_Information supplied_
*** Block opens ***

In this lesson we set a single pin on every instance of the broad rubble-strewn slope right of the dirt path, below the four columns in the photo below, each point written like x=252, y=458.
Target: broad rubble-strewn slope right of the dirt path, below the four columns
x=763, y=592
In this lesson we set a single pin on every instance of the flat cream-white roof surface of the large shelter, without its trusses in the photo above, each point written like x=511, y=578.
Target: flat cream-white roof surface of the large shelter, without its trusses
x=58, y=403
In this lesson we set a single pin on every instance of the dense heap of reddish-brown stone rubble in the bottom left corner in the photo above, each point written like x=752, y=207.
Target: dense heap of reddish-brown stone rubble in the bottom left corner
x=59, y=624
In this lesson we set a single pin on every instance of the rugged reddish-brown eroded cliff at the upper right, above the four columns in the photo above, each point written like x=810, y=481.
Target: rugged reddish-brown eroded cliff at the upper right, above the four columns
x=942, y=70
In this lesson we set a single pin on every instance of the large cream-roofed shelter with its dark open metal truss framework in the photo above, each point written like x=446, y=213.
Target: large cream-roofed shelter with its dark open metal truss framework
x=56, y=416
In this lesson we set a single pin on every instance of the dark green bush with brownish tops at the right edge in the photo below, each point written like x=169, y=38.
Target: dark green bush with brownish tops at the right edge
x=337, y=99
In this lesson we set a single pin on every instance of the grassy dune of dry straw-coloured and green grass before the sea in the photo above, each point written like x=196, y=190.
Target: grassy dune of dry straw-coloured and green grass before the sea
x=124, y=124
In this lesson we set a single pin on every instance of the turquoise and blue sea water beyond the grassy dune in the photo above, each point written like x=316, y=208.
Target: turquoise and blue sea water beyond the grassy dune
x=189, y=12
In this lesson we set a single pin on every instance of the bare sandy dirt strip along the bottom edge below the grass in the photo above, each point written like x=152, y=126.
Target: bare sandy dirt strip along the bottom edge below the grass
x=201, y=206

*** Block closes ***

_Exercise details_
Transcribe the records. Keep every word exactly as it stands.

_Task response_
In this lesson we set a single pin on every instance of the broad rubble-strewn slope right of the dirt path, below the four columns in the photo below, each point written like x=252, y=458.
Target: broad rubble-strewn slope right of the dirt path, below the four columns
x=763, y=592
In this lesson we set a single pin on every instance of the flat cream-white roof surface of the large shelter, without its trusses in the photo above, each point written like x=511, y=578.
Target: flat cream-white roof surface of the large shelter, without its trusses
x=58, y=403
In this lesson we set a single pin on every instance of the dense heap of reddish-brown stone rubble in the bottom left corner in the photo above, each point written like x=752, y=207.
Target: dense heap of reddish-brown stone rubble in the bottom left corner
x=59, y=624
In this lesson we set a single pin on every instance of the rugged reddish-brown eroded cliff at the upper right, above the four columns in the photo above, each point written like x=810, y=481.
Target: rugged reddish-brown eroded cliff at the upper right, above the four columns
x=942, y=70
In this lesson we set a single pin on every instance of the large cream-roofed shelter with its dark open metal truss framework in the photo above, each point written like x=446, y=213.
Target: large cream-roofed shelter with its dark open metal truss framework
x=56, y=416
In this lesson we set a single pin on every instance of the dark green bush with brownish tops at the right edge in the photo below, each point written like x=169, y=38.
Target: dark green bush with brownish tops at the right edge
x=337, y=99
In this lesson we set a single pin on every instance of the grassy dune of dry straw-coloured and green grass before the sea in the photo above, each point written like x=196, y=190.
Target: grassy dune of dry straw-coloured and green grass before the sea
x=124, y=124
In this lesson we set a single pin on every instance of the turquoise and blue sea water beyond the grassy dune in the photo above, each point written like x=316, y=208.
Target: turquoise and blue sea water beyond the grassy dune
x=189, y=12
In this lesson we set a single pin on every instance of the bare sandy dirt strip along the bottom edge below the grass in the photo above, each point written like x=152, y=126.
Target: bare sandy dirt strip along the bottom edge below the grass
x=201, y=206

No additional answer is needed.